## Exercise objective
Output every line of the entries from the line containing "TARGET = hood underside" through the last, exactly, with no other content.

Stored records
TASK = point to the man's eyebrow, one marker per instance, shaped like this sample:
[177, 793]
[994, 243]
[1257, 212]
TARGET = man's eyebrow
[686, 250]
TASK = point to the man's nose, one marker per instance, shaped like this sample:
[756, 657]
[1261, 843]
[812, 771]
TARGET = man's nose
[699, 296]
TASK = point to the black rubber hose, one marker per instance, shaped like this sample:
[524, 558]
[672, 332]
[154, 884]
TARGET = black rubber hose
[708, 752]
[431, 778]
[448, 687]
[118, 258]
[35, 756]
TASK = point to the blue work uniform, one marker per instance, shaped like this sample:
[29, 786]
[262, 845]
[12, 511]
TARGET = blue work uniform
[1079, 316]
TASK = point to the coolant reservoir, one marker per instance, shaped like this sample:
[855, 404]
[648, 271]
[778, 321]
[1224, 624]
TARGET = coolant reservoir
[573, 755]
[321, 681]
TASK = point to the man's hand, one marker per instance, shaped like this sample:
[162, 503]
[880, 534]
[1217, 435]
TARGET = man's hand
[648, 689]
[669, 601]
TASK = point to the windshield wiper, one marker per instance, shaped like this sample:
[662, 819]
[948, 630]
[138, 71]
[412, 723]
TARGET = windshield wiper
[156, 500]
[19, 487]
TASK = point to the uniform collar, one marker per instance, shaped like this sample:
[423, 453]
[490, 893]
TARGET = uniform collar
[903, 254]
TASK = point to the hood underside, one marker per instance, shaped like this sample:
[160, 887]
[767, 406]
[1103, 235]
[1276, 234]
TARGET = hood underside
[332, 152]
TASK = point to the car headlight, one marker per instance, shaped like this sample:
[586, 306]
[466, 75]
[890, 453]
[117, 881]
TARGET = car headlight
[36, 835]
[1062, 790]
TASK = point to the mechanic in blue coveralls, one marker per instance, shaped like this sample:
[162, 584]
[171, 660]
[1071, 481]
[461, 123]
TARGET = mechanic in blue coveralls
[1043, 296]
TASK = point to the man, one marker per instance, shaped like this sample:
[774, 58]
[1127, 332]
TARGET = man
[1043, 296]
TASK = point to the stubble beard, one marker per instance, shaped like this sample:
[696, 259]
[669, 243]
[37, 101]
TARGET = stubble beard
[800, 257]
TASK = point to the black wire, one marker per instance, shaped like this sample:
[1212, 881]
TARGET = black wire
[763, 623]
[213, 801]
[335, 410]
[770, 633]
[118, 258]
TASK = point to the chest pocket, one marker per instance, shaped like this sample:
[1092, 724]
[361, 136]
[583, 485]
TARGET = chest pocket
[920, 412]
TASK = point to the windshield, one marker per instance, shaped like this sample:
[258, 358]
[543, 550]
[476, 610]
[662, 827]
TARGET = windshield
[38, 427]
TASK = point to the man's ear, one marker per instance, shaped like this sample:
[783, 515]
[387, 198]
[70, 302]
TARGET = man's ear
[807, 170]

## Solution to the problem
TARGET = hood underside
[332, 152]
TASK = point to the car headlight, one marker per instance, shaped like this sample:
[586, 306]
[466, 75]
[890, 453]
[117, 881]
TARGET = car headlight
[36, 835]
[1062, 790]
TASK = point to the mechanic in blue coveralls, one marker per instance, shaped like this sample:
[162, 584]
[171, 660]
[1071, 481]
[461, 123]
TARGET = mechanic in blue coveralls
[1043, 296]
TASK = point to the man, one marker per instance, shaped like this sample:
[774, 58]
[1127, 332]
TARGET = man
[1043, 296]
TASK = point to the stubble beard, one marker per instance, shaped like this sample:
[696, 259]
[669, 243]
[37, 101]
TARGET = stubble beard
[800, 257]
TASK = point to the black wire, one marker per instance, shaped like this sample:
[1212, 881]
TARGET = black wire
[763, 623]
[213, 801]
[335, 410]
[770, 633]
[118, 258]
TASK = point to the chest pocket, one marker per instance, shaped like this sample:
[1092, 724]
[361, 136]
[583, 485]
TARGET = chest pocket
[920, 412]
TASK = point to the windshield, one marker per instance, shaped like this sample:
[258, 358]
[543, 550]
[476, 610]
[662, 827]
TARGET = windshield
[38, 427]
TASK = point to the man's ear, one marker per instance, shaped like this sample:
[783, 515]
[387, 198]
[70, 302]
TARGET = man's ear
[807, 170]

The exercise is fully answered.